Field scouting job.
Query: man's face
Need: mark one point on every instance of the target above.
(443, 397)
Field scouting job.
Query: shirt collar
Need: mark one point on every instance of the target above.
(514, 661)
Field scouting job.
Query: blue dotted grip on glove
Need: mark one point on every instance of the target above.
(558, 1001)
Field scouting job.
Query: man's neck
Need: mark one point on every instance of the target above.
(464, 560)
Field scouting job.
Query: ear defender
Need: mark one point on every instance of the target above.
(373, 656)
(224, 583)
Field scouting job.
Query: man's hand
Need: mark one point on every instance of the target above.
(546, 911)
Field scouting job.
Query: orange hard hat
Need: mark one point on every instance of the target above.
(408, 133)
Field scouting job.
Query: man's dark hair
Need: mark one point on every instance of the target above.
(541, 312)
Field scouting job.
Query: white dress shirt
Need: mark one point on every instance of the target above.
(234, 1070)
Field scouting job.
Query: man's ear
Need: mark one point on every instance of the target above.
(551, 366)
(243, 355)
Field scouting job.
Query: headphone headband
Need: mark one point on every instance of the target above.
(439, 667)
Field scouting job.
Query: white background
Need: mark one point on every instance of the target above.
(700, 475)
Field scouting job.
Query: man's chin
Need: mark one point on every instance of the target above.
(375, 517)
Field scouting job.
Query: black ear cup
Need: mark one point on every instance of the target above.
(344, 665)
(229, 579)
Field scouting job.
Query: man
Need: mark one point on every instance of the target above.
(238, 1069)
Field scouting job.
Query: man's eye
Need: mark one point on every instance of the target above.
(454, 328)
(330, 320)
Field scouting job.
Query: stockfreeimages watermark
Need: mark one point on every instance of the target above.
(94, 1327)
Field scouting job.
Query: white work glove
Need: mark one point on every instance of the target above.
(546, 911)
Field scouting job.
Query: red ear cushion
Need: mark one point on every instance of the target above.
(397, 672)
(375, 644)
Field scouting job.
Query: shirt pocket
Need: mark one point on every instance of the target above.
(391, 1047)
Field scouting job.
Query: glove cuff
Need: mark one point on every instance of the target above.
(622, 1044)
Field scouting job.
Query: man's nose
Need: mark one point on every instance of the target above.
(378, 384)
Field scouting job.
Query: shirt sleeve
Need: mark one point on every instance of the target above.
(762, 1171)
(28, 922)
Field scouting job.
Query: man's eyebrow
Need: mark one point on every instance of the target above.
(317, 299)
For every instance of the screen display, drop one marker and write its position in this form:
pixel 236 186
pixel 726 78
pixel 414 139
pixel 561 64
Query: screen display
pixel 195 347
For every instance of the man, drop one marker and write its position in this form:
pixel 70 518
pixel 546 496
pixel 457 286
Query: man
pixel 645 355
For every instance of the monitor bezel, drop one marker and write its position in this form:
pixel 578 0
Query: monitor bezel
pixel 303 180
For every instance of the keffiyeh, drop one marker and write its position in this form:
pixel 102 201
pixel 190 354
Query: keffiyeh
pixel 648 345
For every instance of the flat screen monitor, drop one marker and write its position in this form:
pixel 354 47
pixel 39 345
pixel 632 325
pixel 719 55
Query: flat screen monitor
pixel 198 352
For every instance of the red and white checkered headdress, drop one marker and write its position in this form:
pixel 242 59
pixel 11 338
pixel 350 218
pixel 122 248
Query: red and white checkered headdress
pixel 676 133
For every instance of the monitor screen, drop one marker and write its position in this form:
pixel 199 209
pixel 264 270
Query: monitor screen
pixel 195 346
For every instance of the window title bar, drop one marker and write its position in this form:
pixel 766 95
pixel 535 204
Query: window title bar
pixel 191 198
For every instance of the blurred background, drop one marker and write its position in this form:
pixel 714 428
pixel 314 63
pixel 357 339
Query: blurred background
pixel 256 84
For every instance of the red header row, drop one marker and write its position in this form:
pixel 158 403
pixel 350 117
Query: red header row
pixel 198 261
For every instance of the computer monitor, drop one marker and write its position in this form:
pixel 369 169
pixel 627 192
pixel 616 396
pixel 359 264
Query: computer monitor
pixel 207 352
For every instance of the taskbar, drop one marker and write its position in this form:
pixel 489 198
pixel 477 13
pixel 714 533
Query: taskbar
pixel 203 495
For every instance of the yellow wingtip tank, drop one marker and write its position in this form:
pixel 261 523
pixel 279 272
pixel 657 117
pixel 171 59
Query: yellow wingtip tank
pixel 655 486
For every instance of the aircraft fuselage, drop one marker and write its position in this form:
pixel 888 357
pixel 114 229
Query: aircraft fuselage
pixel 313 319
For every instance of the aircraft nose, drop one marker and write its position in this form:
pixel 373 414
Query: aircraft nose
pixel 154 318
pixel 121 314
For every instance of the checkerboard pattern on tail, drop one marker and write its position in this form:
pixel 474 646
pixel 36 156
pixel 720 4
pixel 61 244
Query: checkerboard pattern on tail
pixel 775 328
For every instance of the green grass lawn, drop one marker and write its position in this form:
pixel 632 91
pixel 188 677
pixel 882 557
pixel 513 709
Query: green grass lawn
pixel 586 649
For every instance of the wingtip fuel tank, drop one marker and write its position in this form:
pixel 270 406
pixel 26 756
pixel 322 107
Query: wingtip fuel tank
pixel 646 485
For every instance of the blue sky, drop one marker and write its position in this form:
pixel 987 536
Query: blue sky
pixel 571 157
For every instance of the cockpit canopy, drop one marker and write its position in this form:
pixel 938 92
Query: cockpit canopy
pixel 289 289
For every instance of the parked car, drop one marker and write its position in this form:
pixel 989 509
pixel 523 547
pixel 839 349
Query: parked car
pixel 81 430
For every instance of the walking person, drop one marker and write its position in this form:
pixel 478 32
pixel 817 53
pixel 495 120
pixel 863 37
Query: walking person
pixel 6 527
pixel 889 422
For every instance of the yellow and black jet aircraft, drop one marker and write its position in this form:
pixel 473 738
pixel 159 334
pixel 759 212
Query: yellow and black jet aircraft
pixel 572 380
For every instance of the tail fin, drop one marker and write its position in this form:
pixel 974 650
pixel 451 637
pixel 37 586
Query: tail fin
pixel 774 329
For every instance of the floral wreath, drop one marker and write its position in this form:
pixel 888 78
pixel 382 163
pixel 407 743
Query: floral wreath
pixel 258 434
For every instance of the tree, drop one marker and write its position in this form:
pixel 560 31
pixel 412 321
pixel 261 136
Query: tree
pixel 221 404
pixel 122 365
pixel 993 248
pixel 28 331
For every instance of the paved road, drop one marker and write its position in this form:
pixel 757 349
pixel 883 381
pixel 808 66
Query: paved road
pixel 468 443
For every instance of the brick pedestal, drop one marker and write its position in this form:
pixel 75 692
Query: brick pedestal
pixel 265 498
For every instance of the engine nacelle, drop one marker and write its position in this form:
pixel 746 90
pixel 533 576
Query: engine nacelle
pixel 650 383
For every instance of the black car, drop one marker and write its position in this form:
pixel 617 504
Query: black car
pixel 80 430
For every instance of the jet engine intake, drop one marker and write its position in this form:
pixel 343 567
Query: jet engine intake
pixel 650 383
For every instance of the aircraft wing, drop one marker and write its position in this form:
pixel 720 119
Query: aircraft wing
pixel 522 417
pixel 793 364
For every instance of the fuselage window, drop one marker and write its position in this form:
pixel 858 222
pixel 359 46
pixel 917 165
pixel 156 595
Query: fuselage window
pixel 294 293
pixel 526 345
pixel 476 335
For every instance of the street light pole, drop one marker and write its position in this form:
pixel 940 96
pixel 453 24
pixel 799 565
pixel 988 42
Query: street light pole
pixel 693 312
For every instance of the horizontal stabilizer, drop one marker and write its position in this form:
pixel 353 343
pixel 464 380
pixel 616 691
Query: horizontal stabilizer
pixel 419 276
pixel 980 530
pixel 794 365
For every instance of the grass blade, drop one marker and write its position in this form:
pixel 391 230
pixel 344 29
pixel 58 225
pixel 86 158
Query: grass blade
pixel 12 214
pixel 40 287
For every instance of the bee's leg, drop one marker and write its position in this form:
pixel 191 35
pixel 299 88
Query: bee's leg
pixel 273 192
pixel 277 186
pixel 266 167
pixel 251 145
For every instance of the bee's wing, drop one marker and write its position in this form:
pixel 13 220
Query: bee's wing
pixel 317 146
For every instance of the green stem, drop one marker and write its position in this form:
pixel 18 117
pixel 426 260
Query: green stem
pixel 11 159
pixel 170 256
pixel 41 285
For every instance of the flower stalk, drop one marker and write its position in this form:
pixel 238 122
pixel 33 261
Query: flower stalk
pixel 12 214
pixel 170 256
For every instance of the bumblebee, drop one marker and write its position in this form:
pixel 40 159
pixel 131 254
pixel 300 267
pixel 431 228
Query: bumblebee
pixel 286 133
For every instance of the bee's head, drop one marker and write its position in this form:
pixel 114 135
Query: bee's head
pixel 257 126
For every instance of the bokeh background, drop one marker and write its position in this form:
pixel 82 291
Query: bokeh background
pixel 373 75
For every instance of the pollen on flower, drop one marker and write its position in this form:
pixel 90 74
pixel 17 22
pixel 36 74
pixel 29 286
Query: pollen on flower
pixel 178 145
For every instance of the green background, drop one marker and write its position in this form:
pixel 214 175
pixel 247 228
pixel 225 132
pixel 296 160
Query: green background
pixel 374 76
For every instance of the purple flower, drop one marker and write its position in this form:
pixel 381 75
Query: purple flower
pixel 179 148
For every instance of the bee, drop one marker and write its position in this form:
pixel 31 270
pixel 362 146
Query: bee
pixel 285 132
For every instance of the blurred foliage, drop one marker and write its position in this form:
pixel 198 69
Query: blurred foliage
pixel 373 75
* * * * * * *
[What you need to do] Only the lines from the beginning of the material to the line containing "Query: white dress shirt" should be echoed, verbatim and in full.

[Response for this exercise]
Field scouting job.
Query: man's face
Need: mark one point on every instance of the target above.
(443, 397)
Field scouting job.
Query: shirt collar
Need: mark one point on every instance of the target above.
(514, 661)
Field scouting job.
Query: blue dotted grip on glove
Need: mark one point on every instance of the target above.
(558, 1001)
Field scouting job.
Query: man's neck
Need: mark one point on every instance of the target above.
(464, 560)
Field scouting job.
Query: ear defender
Need: mark one point on every instance of the target above.
(373, 656)
(224, 583)
Field scouting job.
Query: man's hand
Need: mark one point on every instance of the target above.
(546, 911)
Field scouting job.
Query: orange hard hat
Need: mark one point on every instance of the target above.
(408, 133)
Field scouting job.
Query: man's dark hair
Need: mark one point on every instance of the target above.
(541, 312)
Field scouting job.
Query: white dress shirt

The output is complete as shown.